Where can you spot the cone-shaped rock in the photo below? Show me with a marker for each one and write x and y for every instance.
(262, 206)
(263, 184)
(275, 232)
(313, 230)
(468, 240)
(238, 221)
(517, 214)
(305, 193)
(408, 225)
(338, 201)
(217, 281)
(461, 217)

--- What to work on ---
Repeat every line of the data precisely.

--- Task result ---
Where can you spot the cone-shaped rock in the photo below? Show me with a marker for each one and write x and y for every instance.
(262, 206)
(263, 184)
(275, 232)
(313, 230)
(468, 240)
(238, 221)
(517, 214)
(305, 193)
(408, 225)
(338, 201)
(217, 281)
(461, 217)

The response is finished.